§ **What is needed**
Rewrite all of the material below, replacing "instance" with "occurrence" everywhere it appears and leaving everything else unchanged.

§ **Dataset excerpts**
========================
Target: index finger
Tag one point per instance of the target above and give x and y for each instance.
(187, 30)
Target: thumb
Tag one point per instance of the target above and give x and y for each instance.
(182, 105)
========================
§ **Exercise solution**
Target: index finger
Tag one point per occurrence of the target above and give x and y for each occurrence.
(187, 30)
Target: thumb
Tag one point per occurrence of the target above and give x and y for each occurrence.
(182, 105)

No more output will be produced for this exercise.